__Task requirements__:
Extract every one of the lines below and reproduce each without any change.

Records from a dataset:
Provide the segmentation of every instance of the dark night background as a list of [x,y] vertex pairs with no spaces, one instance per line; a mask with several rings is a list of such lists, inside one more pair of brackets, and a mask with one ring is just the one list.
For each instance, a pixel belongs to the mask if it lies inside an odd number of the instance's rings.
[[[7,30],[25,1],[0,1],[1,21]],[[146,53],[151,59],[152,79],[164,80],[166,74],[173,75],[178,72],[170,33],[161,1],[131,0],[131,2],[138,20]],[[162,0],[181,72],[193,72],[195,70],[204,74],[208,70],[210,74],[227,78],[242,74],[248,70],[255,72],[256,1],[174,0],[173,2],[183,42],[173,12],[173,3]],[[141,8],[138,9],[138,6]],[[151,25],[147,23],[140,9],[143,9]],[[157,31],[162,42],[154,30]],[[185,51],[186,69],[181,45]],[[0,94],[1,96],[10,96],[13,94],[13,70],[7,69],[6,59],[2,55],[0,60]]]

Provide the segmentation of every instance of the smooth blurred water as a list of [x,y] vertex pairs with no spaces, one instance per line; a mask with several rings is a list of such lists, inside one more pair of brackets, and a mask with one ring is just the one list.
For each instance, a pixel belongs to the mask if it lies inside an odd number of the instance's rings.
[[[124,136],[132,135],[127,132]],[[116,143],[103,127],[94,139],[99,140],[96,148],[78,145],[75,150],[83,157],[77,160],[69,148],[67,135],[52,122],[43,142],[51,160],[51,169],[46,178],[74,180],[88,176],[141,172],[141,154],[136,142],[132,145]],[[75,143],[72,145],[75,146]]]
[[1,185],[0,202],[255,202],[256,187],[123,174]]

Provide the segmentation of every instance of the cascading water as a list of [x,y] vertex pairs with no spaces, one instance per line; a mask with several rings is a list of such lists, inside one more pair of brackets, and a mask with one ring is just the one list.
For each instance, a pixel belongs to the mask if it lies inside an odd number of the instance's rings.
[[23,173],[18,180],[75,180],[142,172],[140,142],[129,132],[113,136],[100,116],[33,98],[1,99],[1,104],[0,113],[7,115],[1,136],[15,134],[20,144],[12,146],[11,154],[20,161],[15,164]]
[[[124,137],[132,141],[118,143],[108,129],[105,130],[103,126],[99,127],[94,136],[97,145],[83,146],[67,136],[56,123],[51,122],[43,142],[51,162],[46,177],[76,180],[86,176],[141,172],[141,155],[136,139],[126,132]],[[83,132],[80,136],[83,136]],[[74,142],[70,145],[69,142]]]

__Response below__:
Provide the segmentation of every instance of the dark night background as a list of [x,y] vertex pairs with no spaces, one instance per line; a mask with several rings is a list of such lists, inside one more pair of brackets, and a mask with one ring is just the one list.
For each instance, a pixel belongs to the mask if it lies inside an odd number of the instance's rings.
[[[7,30],[25,1],[0,1],[1,21]],[[146,53],[151,59],[152,79],[164,80],[166,74],[173,75],[178,72],[170,33],[161,1],[131,0],[131,2],[138,20]],[[162,0],[181,72],[193,72],[195,70],[204,74],[208,70],[210,74],[227,78],[242,74],[248,70],[255,72],[256,1],[174,0],[173,2],[183,42],[173,12],[173,3]],[[141,8],[138,9],[138,6]],[[151,25],[147,23],[140,9],[143,9]],[[157,31],[162,42],[154,30]],[[185,51],[186,69],[181,45]],[[0,94],[1,96],[10,96],[13,94],[13,70],[7,69],[6,59],[2,55],[0,60]]]

Provide the segmentation of every instance of the smooth blurred water as a list of [x,y] vertex pairs with no spaces, one instance per line; a mask with several rings is a list of such lists, inside one more pair of brackets, and a mask with one ring is just the one list.
For each instance, a pixel belongs to the mask if it lies inside an odd number of the instance's rings.
[[[124,136],[132,135],[127,132]],[[116,143],[103,127],[94,139],[99,140],[96,148],[78,145],[75,150],[83,157],[77,160],[69,148],[67,135],[52,122],[43,142],[51,160],[51,169],[46,178],[74,180],[88,176],[141,172],[141,154],[136,142],[132,145]],[[75,143],[72,145],[75,146]]]
[[1,185],[0,202],[255,202],[256,187],[123,174]]

Provide the segmentation of every instance of the cascading water as a list of [x,y] vertex pairs with no spaces, one instance per line; a mask with several rings is a list of such lists, inside one more pair of brackets, and a mask with one ring is just the one list.
For each instance, a pixel belongs to the mask if it lies inside an odd number of the instance's rings.
[[23,173],[18,180],[75,180],[142,172],[140,142],[129,132],[113,136],[100,116],[33,98],[1,99],[1,104],[0,113],[7,115],[1,136],[15,134],[20,144],[12,146],[11,154],[20,161],[15,164]]
[[[124,137],[132,141],[118,143],[108,129],[105,130],[103,126],[99,127],[94,136],[97,145],[83,146],[67,136],[56,123],[51,122],[43,142],[51,162],[46,177],[76,180],[86,176],[141,172],[141,155],[136,139],[126,132]],[[83,132],[80,136],[83,136]],[[74,142],[70,145],[69,142]]]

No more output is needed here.